-------- Input --------
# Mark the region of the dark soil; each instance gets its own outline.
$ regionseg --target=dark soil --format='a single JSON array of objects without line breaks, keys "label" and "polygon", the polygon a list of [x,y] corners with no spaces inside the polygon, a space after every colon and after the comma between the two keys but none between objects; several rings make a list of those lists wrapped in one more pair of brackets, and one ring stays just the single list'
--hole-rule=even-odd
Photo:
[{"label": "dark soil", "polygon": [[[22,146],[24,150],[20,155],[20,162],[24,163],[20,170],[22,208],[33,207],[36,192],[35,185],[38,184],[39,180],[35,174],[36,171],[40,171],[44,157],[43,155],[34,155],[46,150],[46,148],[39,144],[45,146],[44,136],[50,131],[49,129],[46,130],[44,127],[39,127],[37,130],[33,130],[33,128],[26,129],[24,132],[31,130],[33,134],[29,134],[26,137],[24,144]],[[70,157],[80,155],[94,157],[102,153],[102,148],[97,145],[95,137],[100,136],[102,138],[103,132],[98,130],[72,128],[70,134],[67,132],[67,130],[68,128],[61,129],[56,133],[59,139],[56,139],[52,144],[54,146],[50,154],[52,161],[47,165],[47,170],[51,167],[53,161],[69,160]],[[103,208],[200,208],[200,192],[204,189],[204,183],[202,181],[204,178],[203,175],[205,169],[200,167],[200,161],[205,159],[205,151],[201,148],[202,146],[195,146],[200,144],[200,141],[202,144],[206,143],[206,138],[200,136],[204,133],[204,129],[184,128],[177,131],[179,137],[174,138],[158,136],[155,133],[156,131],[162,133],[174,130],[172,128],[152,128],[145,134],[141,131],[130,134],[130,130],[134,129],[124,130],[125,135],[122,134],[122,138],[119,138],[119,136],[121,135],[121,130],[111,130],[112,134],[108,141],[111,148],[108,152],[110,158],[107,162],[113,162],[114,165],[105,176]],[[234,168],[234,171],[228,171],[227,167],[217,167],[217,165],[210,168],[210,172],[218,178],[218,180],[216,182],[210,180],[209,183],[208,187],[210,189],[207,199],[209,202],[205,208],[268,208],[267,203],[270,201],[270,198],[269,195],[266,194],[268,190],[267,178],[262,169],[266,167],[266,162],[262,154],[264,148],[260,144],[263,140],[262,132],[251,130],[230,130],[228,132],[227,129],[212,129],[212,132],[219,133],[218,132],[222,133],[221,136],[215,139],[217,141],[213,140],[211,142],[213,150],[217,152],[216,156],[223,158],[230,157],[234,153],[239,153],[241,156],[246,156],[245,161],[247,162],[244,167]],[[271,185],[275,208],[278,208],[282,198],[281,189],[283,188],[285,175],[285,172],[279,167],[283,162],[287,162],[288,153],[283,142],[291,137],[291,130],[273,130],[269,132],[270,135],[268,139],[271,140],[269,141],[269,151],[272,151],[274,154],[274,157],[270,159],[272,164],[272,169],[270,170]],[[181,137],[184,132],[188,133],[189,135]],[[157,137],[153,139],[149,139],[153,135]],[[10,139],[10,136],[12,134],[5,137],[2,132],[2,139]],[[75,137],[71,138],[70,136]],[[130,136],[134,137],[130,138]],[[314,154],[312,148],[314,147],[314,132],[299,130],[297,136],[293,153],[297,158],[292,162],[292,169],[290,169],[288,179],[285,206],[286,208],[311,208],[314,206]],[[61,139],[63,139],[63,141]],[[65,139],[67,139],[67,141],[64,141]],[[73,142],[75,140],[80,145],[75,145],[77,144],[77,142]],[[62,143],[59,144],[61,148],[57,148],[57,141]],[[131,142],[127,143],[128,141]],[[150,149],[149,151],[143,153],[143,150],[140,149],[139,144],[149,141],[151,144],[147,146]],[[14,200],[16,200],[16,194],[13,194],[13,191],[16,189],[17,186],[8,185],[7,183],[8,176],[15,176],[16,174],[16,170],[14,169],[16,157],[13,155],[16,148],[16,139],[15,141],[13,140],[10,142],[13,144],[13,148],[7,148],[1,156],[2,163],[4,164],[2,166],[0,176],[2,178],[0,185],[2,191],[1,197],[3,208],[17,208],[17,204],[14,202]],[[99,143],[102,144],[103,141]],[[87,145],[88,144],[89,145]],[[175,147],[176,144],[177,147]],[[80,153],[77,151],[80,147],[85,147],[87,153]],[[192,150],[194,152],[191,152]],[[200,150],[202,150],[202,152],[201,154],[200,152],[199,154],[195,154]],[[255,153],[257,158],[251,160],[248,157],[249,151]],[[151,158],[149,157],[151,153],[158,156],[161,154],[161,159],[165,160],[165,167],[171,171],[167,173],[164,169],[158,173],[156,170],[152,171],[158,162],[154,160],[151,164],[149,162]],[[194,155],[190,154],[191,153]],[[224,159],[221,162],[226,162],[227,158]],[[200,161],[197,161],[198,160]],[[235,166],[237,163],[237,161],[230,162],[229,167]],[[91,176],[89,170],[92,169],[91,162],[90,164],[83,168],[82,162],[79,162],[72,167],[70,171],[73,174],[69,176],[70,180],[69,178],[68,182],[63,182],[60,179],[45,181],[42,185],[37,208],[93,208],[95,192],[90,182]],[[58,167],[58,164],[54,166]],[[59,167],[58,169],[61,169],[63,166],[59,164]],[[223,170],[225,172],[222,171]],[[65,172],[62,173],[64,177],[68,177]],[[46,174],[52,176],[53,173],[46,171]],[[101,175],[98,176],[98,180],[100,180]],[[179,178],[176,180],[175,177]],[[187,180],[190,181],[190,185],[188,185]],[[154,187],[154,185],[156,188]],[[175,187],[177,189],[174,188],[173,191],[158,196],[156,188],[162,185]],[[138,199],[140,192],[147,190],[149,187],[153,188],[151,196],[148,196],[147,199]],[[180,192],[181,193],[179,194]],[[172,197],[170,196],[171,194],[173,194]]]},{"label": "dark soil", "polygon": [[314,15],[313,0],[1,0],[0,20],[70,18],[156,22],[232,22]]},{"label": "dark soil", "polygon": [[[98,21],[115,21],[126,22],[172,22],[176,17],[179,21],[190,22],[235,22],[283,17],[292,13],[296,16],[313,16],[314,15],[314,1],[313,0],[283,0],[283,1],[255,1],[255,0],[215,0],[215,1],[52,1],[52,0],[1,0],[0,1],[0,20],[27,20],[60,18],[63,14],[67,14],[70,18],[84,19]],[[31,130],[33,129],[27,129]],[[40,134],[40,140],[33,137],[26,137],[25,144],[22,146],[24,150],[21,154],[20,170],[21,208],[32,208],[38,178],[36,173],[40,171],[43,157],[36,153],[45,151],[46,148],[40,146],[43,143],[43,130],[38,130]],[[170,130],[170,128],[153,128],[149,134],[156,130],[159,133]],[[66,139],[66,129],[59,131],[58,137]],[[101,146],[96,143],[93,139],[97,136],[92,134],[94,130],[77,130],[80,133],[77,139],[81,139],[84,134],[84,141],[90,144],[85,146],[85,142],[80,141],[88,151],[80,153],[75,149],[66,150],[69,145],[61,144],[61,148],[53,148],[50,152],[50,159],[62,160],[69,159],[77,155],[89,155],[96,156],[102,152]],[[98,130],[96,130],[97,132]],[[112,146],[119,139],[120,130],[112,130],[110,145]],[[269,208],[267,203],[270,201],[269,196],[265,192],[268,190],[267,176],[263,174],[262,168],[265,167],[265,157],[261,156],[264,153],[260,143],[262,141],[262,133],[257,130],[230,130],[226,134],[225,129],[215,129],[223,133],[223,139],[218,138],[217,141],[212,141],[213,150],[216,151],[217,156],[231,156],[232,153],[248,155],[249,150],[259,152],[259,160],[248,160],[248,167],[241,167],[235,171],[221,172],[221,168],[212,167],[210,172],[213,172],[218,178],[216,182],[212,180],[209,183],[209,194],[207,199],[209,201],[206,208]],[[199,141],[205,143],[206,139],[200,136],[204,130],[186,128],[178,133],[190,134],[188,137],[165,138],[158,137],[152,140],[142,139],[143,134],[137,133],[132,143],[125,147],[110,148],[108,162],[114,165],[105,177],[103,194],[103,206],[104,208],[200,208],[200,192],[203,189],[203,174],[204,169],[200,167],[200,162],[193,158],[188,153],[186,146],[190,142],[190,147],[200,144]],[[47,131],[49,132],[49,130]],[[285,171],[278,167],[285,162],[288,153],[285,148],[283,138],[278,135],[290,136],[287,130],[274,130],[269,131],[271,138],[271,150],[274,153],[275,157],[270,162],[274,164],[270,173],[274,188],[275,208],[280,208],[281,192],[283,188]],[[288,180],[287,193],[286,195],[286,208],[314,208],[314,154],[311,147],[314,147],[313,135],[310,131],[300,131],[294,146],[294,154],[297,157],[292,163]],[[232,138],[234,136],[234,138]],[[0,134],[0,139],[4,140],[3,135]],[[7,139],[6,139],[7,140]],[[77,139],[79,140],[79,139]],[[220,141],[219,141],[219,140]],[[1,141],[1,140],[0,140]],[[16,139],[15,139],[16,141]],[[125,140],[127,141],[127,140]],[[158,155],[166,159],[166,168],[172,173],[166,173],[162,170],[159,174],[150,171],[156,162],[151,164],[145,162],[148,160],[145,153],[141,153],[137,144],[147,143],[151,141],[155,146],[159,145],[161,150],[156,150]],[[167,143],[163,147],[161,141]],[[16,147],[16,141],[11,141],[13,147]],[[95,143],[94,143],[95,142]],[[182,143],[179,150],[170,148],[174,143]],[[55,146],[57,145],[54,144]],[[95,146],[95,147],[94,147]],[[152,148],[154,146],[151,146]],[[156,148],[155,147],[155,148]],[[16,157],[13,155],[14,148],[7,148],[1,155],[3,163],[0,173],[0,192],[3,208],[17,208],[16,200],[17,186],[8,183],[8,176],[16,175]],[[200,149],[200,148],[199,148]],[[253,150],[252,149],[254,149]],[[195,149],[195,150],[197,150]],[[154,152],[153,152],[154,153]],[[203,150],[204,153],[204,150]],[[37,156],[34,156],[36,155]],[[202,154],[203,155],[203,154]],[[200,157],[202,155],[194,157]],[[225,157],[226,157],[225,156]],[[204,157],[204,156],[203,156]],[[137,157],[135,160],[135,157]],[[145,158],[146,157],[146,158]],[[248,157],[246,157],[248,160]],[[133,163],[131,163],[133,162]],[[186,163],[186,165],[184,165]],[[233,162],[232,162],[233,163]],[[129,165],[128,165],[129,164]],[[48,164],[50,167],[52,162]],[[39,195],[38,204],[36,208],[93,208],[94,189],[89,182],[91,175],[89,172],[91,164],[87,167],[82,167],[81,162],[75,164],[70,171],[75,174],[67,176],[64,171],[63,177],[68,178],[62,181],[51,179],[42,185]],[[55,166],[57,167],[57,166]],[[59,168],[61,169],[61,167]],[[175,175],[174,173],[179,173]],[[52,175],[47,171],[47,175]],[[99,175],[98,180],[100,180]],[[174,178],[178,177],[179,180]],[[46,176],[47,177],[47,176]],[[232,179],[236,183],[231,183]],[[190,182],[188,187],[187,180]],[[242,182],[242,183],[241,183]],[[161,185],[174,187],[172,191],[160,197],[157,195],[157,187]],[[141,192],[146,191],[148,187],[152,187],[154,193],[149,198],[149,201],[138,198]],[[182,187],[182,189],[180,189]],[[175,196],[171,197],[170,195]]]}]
--------
**Task objective**
Which lines of the entries above contain the word "instance"? Collect each of them in full.

**Solution for this exercise**
# Mark the region of the dark soil; each instance gets its own outline.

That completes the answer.